Start of Dataset content
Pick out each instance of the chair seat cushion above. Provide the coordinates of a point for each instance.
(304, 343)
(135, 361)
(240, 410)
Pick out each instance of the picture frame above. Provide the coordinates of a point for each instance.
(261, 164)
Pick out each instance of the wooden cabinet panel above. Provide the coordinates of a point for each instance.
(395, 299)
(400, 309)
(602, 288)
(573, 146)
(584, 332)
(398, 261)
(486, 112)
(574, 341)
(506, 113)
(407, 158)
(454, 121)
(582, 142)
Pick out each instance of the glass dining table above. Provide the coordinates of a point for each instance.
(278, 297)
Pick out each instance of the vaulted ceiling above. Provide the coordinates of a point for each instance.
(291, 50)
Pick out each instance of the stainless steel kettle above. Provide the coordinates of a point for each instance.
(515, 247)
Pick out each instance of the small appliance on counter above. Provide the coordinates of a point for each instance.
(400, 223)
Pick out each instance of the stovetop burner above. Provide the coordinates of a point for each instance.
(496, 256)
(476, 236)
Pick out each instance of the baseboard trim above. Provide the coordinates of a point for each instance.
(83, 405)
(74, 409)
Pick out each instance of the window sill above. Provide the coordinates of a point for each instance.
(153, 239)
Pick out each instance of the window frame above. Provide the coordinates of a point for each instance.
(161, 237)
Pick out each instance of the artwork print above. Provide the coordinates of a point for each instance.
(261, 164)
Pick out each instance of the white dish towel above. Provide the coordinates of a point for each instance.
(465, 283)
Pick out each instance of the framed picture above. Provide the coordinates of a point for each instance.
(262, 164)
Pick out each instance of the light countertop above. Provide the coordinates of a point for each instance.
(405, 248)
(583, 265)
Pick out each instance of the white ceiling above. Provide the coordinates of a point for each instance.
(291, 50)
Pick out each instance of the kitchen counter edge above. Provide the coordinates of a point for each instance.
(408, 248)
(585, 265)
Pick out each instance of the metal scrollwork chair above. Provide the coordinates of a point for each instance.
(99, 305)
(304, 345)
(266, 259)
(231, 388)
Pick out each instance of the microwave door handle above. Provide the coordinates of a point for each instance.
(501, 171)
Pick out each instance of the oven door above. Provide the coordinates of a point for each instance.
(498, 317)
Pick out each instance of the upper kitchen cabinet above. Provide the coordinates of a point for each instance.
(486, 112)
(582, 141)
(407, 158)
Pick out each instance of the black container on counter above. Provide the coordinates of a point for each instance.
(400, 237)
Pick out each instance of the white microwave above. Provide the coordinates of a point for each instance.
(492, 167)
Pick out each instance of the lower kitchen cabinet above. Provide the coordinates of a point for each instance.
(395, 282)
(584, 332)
End of Dataset content
Start of Dataset content
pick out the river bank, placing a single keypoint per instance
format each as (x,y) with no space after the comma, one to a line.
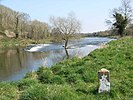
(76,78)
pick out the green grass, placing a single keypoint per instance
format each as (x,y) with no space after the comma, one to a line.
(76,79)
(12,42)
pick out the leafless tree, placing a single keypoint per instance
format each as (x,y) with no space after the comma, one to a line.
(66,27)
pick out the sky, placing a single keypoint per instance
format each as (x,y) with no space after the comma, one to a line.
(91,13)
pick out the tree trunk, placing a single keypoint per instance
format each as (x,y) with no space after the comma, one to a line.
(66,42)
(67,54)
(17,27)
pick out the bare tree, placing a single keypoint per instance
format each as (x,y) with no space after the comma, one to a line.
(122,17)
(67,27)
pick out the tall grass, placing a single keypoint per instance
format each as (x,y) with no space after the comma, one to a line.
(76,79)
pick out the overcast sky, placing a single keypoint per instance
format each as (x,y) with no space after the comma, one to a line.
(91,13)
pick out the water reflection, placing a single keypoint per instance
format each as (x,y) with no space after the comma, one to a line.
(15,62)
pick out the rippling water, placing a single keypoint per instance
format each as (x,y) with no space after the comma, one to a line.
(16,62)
End of Dataset content
> What you need to do
Return every line of the data above that contains the word "placing".

> Exercise response
pick out the river bank, placing a single keypoint per instance
pick out the green grass, placing a single keypoint per instance
pick out the leafless tree, placing a single keypoint per instance
pick out the sky, placing a single keypoint per instance
pick out the tree trunk, placing a single keypoint per instance
pick out the bare tree, placing a single keypoint per instance
pick out the tall grass, placing a single keypoint per instance
pick out the overcast sky, placing a single keypoint per instance
pick out the water reflection, placing a single keypoint per instance
pick out the rippling water, placing a single keypoint per instance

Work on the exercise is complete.